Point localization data
*****
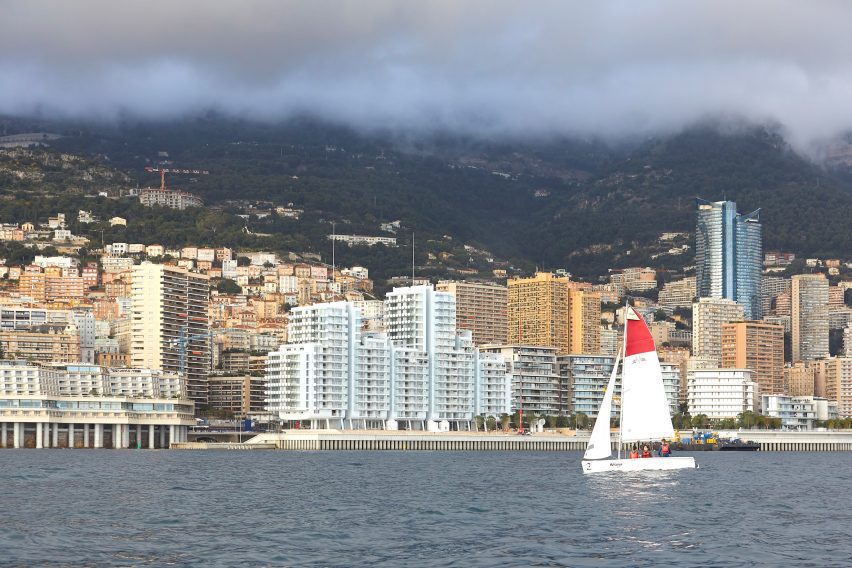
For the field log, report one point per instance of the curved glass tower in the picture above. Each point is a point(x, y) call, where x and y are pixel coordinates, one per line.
point(729, 255)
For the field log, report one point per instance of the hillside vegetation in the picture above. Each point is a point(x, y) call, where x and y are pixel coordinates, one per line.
point(561, 203)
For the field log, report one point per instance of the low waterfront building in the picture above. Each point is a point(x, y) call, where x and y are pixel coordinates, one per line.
point(82, 406)
point(588, 376)
point(240, 395)
point(795, 412)
point(536, 384)
point(721, 393)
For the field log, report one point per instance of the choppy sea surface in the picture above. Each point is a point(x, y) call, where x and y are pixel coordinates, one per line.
point(183, 508)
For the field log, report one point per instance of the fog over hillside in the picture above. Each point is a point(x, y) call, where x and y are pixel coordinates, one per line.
point(609, 69)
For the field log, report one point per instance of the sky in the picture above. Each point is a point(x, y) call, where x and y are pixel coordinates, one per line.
point(610, 69)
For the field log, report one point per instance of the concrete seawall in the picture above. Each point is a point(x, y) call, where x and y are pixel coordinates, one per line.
point(425, 441)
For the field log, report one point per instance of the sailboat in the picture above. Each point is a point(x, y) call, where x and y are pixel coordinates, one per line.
point(644, 409)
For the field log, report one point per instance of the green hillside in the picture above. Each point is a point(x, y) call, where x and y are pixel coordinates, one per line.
point(579, 205)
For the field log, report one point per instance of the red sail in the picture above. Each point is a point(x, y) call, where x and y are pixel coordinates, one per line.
point(639, 338)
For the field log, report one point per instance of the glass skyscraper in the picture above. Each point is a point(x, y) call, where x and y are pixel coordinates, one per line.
point(729, 255)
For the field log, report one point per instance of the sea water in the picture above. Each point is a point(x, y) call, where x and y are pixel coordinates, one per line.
point(275, 508)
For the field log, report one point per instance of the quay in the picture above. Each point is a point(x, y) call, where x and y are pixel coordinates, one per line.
point(343, 440)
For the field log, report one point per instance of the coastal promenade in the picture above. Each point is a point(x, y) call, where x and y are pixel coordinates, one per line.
point(548, 441)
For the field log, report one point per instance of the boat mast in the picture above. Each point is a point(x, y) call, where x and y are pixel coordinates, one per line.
point(623, 352)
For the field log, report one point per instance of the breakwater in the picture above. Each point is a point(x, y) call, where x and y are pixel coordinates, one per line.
point(336, 440)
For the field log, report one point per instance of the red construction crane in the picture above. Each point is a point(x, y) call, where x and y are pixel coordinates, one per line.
point(164, 171)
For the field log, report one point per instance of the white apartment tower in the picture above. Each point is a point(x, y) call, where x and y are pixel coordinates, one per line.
point(170, 328)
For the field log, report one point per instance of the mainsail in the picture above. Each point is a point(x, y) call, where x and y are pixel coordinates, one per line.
point(644, 408)
point(600, 443)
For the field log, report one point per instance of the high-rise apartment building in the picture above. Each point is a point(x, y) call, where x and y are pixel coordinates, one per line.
point(420, 374)
point(678, 357)
point(587, 377)
point(170, 328)
point(757, 346)
point(809, 319)
point(480, 308)
point(553, 311)
point(708, 316)
point(771, 288)
point(728, 255)
point(678, 294)
point(799, 379)
point(838, 383)
point(537, 311)
point(536, 385)
point(584, 321)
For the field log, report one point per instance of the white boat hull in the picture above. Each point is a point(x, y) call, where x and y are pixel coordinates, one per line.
point(638, 464)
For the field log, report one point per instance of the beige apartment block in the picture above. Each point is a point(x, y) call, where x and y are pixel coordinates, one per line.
point(480, 308)
point(809, 321)
point(677, 356)
point(554, 311)
point(838, 383)
point(47, 343)
point(757, 346)
point(537, 311)
point(799, 379)
point(708, 316)
point(170, 325)
point(584, 322)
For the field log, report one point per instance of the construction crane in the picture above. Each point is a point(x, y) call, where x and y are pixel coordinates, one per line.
point(164, 171)
point(183, 340)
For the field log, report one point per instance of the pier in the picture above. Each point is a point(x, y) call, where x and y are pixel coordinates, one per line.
point(339, 440)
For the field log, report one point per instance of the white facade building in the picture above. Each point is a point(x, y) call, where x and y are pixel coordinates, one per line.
point(91, 407)
point(795, 412)
point(420, 375)
point(720, 393)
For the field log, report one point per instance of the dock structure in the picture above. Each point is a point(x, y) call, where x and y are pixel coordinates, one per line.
point(364, 441)
point(810, 441)
point(400, 441)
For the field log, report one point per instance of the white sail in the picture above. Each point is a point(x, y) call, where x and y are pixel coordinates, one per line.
point(644, 408)
point(600, 442)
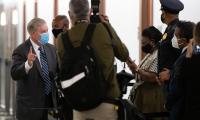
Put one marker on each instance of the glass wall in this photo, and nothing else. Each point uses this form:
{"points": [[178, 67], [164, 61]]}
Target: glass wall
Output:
{"points": [[8, 41]]}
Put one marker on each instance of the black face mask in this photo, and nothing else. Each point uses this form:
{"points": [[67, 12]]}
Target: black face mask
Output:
{"points": [[147, 48], [56, 32], [162, 18]]}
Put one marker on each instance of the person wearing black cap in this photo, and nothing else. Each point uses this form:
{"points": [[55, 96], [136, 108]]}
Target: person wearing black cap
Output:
{"points": [[167, 51]]}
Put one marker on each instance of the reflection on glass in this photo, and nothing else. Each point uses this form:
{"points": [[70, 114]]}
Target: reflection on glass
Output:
{"points": [[14, 17], [3, 18]]}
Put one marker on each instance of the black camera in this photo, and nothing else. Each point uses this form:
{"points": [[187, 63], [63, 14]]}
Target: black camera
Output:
{"points": [[94, 18], [124, 78]]}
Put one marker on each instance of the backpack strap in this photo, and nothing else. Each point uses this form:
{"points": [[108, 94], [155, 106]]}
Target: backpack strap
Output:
{"points": [[66, 41], [88, 34], [111, 36]]}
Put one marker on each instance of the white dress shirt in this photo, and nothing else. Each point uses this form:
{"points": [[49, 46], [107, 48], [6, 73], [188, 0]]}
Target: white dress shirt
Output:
{"points": [[35, 47]]}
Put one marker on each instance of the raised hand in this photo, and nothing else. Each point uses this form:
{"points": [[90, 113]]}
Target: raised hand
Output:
{"points": [[31, 56]]}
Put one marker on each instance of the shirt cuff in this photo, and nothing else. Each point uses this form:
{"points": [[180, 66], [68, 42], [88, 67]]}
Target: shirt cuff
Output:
{"points": [[27, 67]]}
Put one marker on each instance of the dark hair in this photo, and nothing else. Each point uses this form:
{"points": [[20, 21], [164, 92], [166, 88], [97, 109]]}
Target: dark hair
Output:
{"points": [[197, 33], [79, 8], [186, 29], [57, 19], [152, 33]]}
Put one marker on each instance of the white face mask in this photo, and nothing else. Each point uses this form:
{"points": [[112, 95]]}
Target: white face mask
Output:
{"points": [[175, 42]]}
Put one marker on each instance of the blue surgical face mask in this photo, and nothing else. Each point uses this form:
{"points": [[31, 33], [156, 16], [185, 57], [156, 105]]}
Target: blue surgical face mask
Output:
{"points": [[44, 38]]}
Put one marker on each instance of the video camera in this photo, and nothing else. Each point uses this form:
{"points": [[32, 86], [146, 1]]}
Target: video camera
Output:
{"points": [[94, 18]]}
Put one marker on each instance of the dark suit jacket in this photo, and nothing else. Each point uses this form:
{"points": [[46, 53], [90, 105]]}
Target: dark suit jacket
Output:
{"points": [[175, 95], [30, 96], [167, 54], [190, 81]]}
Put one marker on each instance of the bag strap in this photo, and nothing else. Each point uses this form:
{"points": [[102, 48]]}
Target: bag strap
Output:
{"points": [[88, 34], [66, 41]]}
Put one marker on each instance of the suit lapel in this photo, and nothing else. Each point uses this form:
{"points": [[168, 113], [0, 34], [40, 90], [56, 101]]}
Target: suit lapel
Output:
{"points": [[36, 62], [48, 54]]}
*****
• **Exercise description**: Where the data contains images, drop them and print the rest exactly.

• **Result of this exercise**:
For the field log, report one point per instance of the curved glass tower in the picture above. Each point is a point(x, y) call, where x and y are pixel coordinates, one per line.
point(729, 255)
For the field log, report one point per instance of the hillside vegetation in the picture above. Each point is a point(x, y) call, where x and y are pixel coordinates, one per line.
point(561, 203)
For the field log, report one point per instance of the low waterfront building in the picture above. Each point is a point(x, y) call, where x and y are pixel coordinates, one per line.
point(82, 406)
point(588, 376)
point(240, 395)
point(795, 412)
point(536, 384)
point(721, 393)
For the field log, report one point per instance of the choppy sea surface in the picture above. Each point is a point(x, y) call, where x and y are pixel coordinates, one per line.
point(183, 508)
For the field log, report one point per instance of the fog over hillside in the picture above. Each point is a point(x, y) call, where x and y are pixel coordinates, one per line.
point(609, 69)
For the field log, report one point per instance of the sky in the picture above. Each point is a point(x, y) call, where x and y are pixel coordinates, one per line.
point(610, 69)
For the field log, report one point per instance of the concrete seawall in the picture above. Each point is a point(x, y) call, where x and y are pixel coordinates, one per line.
point(425, 441)
For the field log, report one point per instance of the sailboat in the picture above. Each point is a point(x, y) call, where x and y are pixel coordinates, one per line.
point(644, 409)
For the field log, report one point per instance of the green hillside in the picture above. Each point is a point(x, y) call, where x and y are pixel coordinates, one per line.
point(579, 205)
For the field log, report one point per instance of the red sail in the picture above. Each point is a point(x, y) call, where x and y are pixel coordinates, one per line.
point(639, 338)
For the field log, report one point per instance of the glass skyscraper in the picture above. Each point is a point(x, y) call, where x and y are pixel coordinates, one per line.
point(729, 255)
For the field log, report one point per instance of the sea water in the picture above. Each point is a point(x, y) call, where x and y are pixel coordinates, one per line.
point(275, 508)
For the field log, report one point per instance of the quay in the picture above. Each point is a point(x, y) call, where x and y are pixel coordinates, one per line.
point(343, 440)
For the field log, report one point per instance of the coastal promenade in the picture above. Each point is a point(x, y) call, where x and y are pixel coordinates, one per line.
point(548, 441)
For the field log, report one point per instance of the boat mast in the picture above. Each point is a point(x, y) call, where x and y are pixel coordinates, one per line.
point(623, 352)
For the field log, report one point per instance of the breakwater in the picture above. Each point is a point(x, y) call, where x and y are pixel coordinates, one per line.
point(336, 440)
For the field log, report one point per instance of the red construction crane in the picture above. Each point is a point(x, y) call, where x and y are pixel coordinates, one per line.
point(164, 171)
For the field log, report one point per instance of the white apartment tower in the picture above. Each point is a point(x, y) call, where x and y are pixel coordinates, one per line.
point(170, 328)
For the field log, report one point per instance of the mainsail in the picture above. Each point is a point(x, y) call, where x and y are pixel coordinates, one per line.
point(644, 408)
point(600, 443)
For the field log, report one point per instance of the high-rise apartment building in the picture above. Each point is a point(x, y) call, where x and y are pixel coordinates, one per line.
point(420, 374)
point(678, 357)
point(587, 377)
point(170, 328)
point(757, 346)
point(809, 319)
point(480, 308)
point(553, 311)
point(708, 316)
point(771, 288)
point(728, 255)
point(678, 294)
point(799, 379)
point(838, 383)
point(537, 311)
point(536, 385)
point(584, 321)
For the field log, report one point per instance of the white boat hull in the picture above. Each point is a point(x, y) call, where x and y are pixel coordinates, one per line.
point(638, 464)
For the field log, report one point per instance of the beige apartment block in the picture above. Each point is a point(x, y) call, where x and y are pixel coordinates, one per line.
point(480, 308)
point(809, 321)
point(677, 356)
point(554, 311)
point(838, 383)
point(47, 343)
point(757, 346)
point(537, 311)
point(799, 379)
point(708, 316)
point(170, 325)
point(584, 322)
For the field log, report one point per instance of the construction crane in the picture above. Each point is a point(x, y) call, where x and y are pixel coordinates, one per line.
point(164, 171)
point(183, 340)
For the field log, report one point per instance of the pier in the picture above. Each point is a point(x, y) call, where x and y are pixel coordinates, one per line.
point(339, 440)
For the field log, report one point per instance of the white facade building in the picture above. Each point is a point(x, y) call, where x and y are pixel coordinates, one per line.
point(91, 407)
point(795, 412)
point(420, 375)
point(720, 393)
For the field log, report one point per instance of the dock structure in the picture above. Each point is a point(x, y) call, where x and y are pixel coordinates, one per line.
point(364, 441)
point(810, 441)
point(400, 441)
For the field log, report one point per instance of the white sail in the picture above. Each point is a point(x, y) call, where x and y are pixel coordinates, one per line.
point(644, 408)
point(600, 442)
Put one marker on each instance of the glass wall in this photo, and nothing else. Each point uses this form:
{"points": [[178, 67], [164, 61]]}
Target: glass wall
Output:
{"points": [[8, 41]]}
Put one marker on each instance of the black face mask in this photo, and nothing else. Each point uses this form:
{"points": [[67, 12]]}
Target: black face mask
Output:
{"points": [[147, 48], [56, 32], [162, 18]]}
Put one marker on each instance of the person wearing black cap in this photo, and nothing else. Each point uses this form:
{"points": [[55, 96], [136, 108]]}
Target: person wearing black cap
Output:
{"points": [[167, 51]]}
Put one marker on each instance of the reflection on glass in this photo, and nothing else. Each point uses this form:
{"points": [[70, 114]]}
Target: reflection on glass
Output:
{"points": [[14, 17], [3, 18]]}
Put one marker on each instance of the black camera in this photo, and nothing else. Each point uses this form:
{"points": [[187, 63], [63, 14]]}
Target: black camera
Output:
{"points": [[94, 18], [124, 78]]}
Put one marker on each instance of the backpack strap in this photo, and nothing else. Each point uses this form:
{"points": [[108, 94], [155, 106]]}
Target: backpack strap
Output:
{"points": [[66, 41], [88, 34], [111, 36]]}
Put one marker on each instance of the white dress shirt in this photo, and nothing else. Each point uses this form:
{"points": [[49, 46], [107, 48], [6, 73], [188, 0]]}
Target: white dress shirt
Output:
{"points": [[35, 47]]}
Put one marker on each instance of the raised hand in this photo, and nothing else. Each point uses this form:
{"points": [[90, 113]]}
Target: raised hand
Output:
{"points": [[31, 56]]}
Put one marker on each instance of the shirt cuff in this photo, and nothing else. Each point uses this form:
{"points": [[180, 66], [68, 42], [88, 67]]}
Target: shirt cuff
Output:
{"points": [[27, 67]]}
Put one marker on each instance of the dark hair in this photo, and nothing else. Each point uses this form:
{"points": [[20, 21], [164, 92], [166, 88], [97, 109]]}
Target: dark hair
Output:
{"points": [[197, 33], [79, 8], [186, 29], [57, 19], [152, 33]]}
Put one marker on each instance of the white face mask in this photo, and nothing else. Each point uses this form:
{"points": [[112, 95]]}
Target: white face mask
Output:
{"points": [[175, 42]]}
Put one marker on each instance of the blue surgical face mask in this photo, and nothing else. Each point uses this form:
{"points": [[31, 33], [156, 16], [185, 57], [156, 105]]}
Target: blue surgical face mask
Output:
{"points": [[44, 38]]}
Put one marker on each instance of the video camera in this photo, and nothing else. Each point uses this form:
{"points": [[32, 86], [146, 1]]}
Target: video camera
Output:
{"points": [[94, 18]]}
Put one marker on each instance of the dark suit jacket in this photo, and nothing else. Each point uses this form:
{"points": [[46, 53], [90, 105]]}
Target: dark suit jacket
Output:
{"points": [[175, 95], [30, 96], [167, 54], [190, 81]]}
Put one marker on each instance of the bag strap in this photo, and nothing else. Each point uses this form:
{"points": [[102, 48]]}
Target: bag strap
Output:
{"points": [[88, 34], [66, 41]]}
Put one marker on each instance of the suit lapel in this photo, and nothing else. Each point uses this form:
{"points": [[168, 113], [0, 34], [40, 90], [56, 101]]}
Target: suit lapel
Output:
{"points": [[36, 62], [48, 54]]}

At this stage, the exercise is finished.